- **PROBLEM STATEMENT**: Where the data below begins, start duplicating lines exactly, and finish with the line containing "Target: gravel texture"; add nothing else. Leave the pictures out.

---- DATA RECORDS

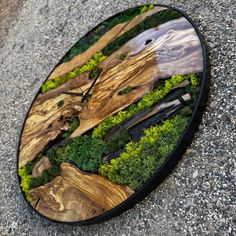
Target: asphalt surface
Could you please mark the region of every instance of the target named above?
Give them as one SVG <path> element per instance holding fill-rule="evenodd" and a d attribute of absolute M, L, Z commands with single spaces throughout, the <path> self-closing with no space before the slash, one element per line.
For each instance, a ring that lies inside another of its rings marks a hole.
<path fill-rule="evenodd" d="M 26 0 L 0 0 L 0 48 L 9 30 L 17 22 L 17 16 Z"/>
<path fill-rule="evenodd" d="M 152 194 L 119 217 L 84 227 L 42 219 L 21 196 L 16 178 L 17 142 L 42 82 L 73 43 L 98 22 L 142 3 L 150 2 L 26 0 L 13 14 L 14 24 L 6 25 L 0 49 L 1 236 L 236 235 L 234 0 L 158 2 L 184 10 L 198 25 L 209 51 L 211 88 L 192 145 Z"/>

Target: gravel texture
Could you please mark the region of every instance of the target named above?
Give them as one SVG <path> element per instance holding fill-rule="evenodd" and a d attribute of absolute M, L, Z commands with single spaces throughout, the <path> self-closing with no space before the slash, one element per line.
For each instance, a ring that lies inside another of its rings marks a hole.
<path fill-rule="evenodd" d="M 26 0 L 0 53 L 0 235 L 236 235 L 236 2 L 167 0 L 205 37 L 211 89 L 199 131 L 169 177 L 119 217 L 84 227 L 40 218 L 16 179 L 17 142 L 27 110 L 59 59 L 82 35 L 136 0 Z M 9 26 L 10 27 L 10 26 Z"/>
<path fill-rule="evenodd" d="M 0 0 L 0 48 L 3 39 L 17 22 L 17 15 L 26 0 Z"/>

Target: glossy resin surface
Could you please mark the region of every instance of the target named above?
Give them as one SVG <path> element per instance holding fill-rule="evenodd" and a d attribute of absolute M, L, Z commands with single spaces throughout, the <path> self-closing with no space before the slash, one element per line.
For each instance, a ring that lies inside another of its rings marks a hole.
<path fill-rule="evenodd" d="M 81 38 L 43 83 L 19 144 L 27 202 L 58 222 L 95 223 L 147 195 L 191 141 L 205 51 L 183 13 L 128 9 Z"/>

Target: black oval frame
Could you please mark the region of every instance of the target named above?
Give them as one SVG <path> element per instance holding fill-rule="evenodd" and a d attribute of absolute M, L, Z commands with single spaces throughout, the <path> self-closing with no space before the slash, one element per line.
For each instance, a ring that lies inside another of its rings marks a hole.
<path fill-rule="evenodd" d="M 123 213 L 123 212 L 127 211 L 128 209 L 134 207 L 134 205 L 136 205 L 137 203 L 142 201 L 158 185 L 160 185 L 163 182 L 163 180 L 170 174 L 170 172 L 176 166 L 176 164 L 181 159 L 181 157 L 184 155 L 187 147 L 192 143 L 194 134 L 195 134 L 195 132 L 198 129 L 199 123 L 201 121 L 201 118 L 203 116 L 203 112 L 205 110 L 205 107 L 206 107 L 207 101 L 208 101 L 208 93 L 209 93 L 209 87 L 210 87 L 210 64 L 209 64 L 209 59 L 208 59 L 208 55 L 207 55 L 207 49 L 206 49 L 205 42 L 204 42 L 204 39 L 202 37 L 202 34 L 200 33 L 198 27 L 195 25 L 195 23 L 192 21 L 192 19 L 184 11 L 179 10 L 179 9 L 177 9 L 175 7 L 172 7 L 172 6 L 164 5 L 164 4 L 154 4 L 154 5 L 156 7 L 166 7 L 166 8 L 173 9 L 173 10 L 176 10 L 176 11 L 180 12 L 191 23 L 191 25 L 195 29 L 195 31 L 197 33 L 197 36 L 198 36 L 198 38 L 200 40 L 200 43 L 201 43 L 202 56 L 203 56 L 203 77 L 202 77 L 202 80 L 201 80 L 200 92 L 198 94 L 197 101 L 195 102 L 194 110 L 193 110 L 193 113 L 191 115 L 191 118 L 190 118 L 190 121 L 188 123 L 188 126 L 186 127 L 185 131 L 183 132 L 182 137 L 179 140 L 178 144 L 175 146 L 174 150 L 170 153 L 170 155 L 166 158 L 166 160 L 162 164 L 162 166 L 159 167 L 156 170 L 155 174 L 137 192 L 135 192 L 133 195 L 131 195 L 129 198 L 127 198 L 125 201 L 123 201 L 121 204 L 119 204 L 118 206 L 112 208 L 109 211 L 106 211 L 102 215 L 98 215 L 98 216 L 95 216 L 95 217 L 87 219 L 87 220 L 74 221 L 74 222 L 57 221 L 57 220 L 50 219 L 47 216 L 45 216 L 45 215 L 41 214 L 40 212 L 38 212 L 25 199 L 24 192 L 22 191 L 22 189 L 20 187 L 20 176 L 18 175 L 19 152 L 20 152 L 20 144 L 21 144 L 22 133 L 23 133 L 23 130 L 24 130 L 25 123 L 26 123 L 26 120 L 28 118 L 29 112 L 30 112 L 30 110 L 31 110 L 31 108 L 32 108 L 32 106 L 33 106 L 33 104 L 35 102 L 36 97 L 38 96 L 38 94 L 40 92 L 40 89 L 39 89 L 37 95 L 35 96 L 33 102 L 30 105 L 30 108 L 29 108 L 29 110 L 28 110 L 28 112 L 26 114 L 26 118 L 24 120 L 24 123 L 23 123 L 21 131 L 20 131 L 20 138 L 19 138 L 19 141 L 18 141 L 18 148 L 17 148 L 16 174 L 17 174 L 17 179 L 18 179 L 18 187 L 20 188 L 20 191 L 21 191 L 21 193 L 23 195 L 23 198 L 24 198 L 25 202 L 30 206 L 30 208 L 34 212 L 36 212 L 39 216 L 43 217 L 44 219 L 47 219 L 47 220 L 49 220 L 51 222 L 60 223 L 60 224 L 74 225 L 74 226 L 75 225 L 83 226 L 83 225 L 91 225 L 91 224 L 96 224 L 96 223 L 100 223 L 100 222 L 103 222 L 103 221 L 107 221 L 107 220 L 109 220 L 109 219 L 111 219 L 111 218 L 113 218 L 115 216 L 120 215 L 121 213 Z M 144 5 L 137 5 L 136 7 L 143 7 L 143 6 Z M 136 7 L 133 7 L 133 8 L 136 8 Z M 130 8 L 127 8 L 127 9 L 130 9 Z M 125 10 L 123 10 L 123 11 L 125 11 Z M 110 17 L 108 17 L 105 20 L 108 20 L 111 17 L 115 17 L 115 16 L 119 15 L 120 13 L 122 13 L 123 11 L 121 11 L 121 12 L 119 12 L 119 13 L 113 15 L 113 16 L 110 16 Z M 86 36 L 90 31 L 94 30 L 96 27 L 97 26 L 95 26 L 93 29 L 89 30 L 84 36 Z M 77 42 L 75 42 L 75 44 Z M 69 52 L 69 50 L 67 51 L 67 53 Z M 61 64 L 61 61 L 62 61 L 63 57 L 56 64 L 56 66 L 53 68 L 51 73 L 56 69 L 56 67 L 59 64 Z M 51 75 L 51 73 L 49 74 L 49 76 Z M 49 78 L 49 76 L 46 78 L 46 80 Z M 45 83 L 45 81 L 44 81 L 44 83 Z"/>

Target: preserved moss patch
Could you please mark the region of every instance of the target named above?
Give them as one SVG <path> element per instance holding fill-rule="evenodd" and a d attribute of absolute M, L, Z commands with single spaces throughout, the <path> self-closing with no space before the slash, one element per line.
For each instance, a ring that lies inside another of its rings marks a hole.
<path fill-rule="evenodd" d="M 99 168 L 99 173 L 112 182 L 140 188 L 165 161 L 187 124 L 187 118 L 176 116 L 163 125 L 144 130 L 139 142 L 128 143 L 118 158 Z"/>
<path fill-rule="evenodd" d="M 130 92 L 132 92 L 134 90 L 134 88 L 130 87 L 130 86 L 127 86 L 126 88 L 122 89 L 118 95 L 125 95 L 125 94 L 128 94 Z"/>
<path fill-rule="evenodd" d="M 89 79 L 93 80 L 93 79 L 97 79 L 98 76 L 101 74 L 102 69 L 101 68 L 95 68 L 93 69 L 90 73 L 89 73 Z"/>

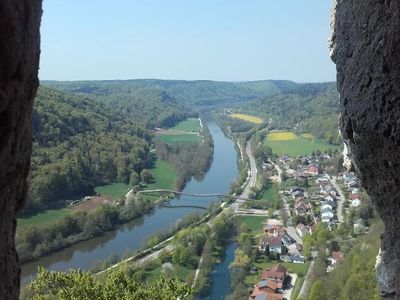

--------

- **YOUR SOLUTION**:
Target: asphalt surface
Could you please mark the region of every instance of the target named above?
Give them as one SVG <path> element per instance holding fill-rule="evenodd" and a d attribute of absolute M, L, Z commands with single spaces throughout, the <path> self-closing with no space before the slash, one element per line.
For each instance, a ring that lies inside another of its rings marks a hole.
<path fill-rule="evenodd" d="M 26 0 L 0 0 L 0 48 L 9 30 L 17 22 L 17 16 Z"/>
<path fill-rule="evenodd" d="M 152 194 L 119 217 L 84 227 L 42 219 L 21 196 L 16 178 L 17 142 L 42 82 L 73 43 L 98 22 L 142 3 L 150 2 L 26 0 L 13 14 L 14 24 L 6 25 L 0 49 L 1 236 L 236 235 L 234 0 L 158 2 L 184 10 L 198 25 L 209 51 L 211 88 L 192 145 Z"/>

Target: gravel texture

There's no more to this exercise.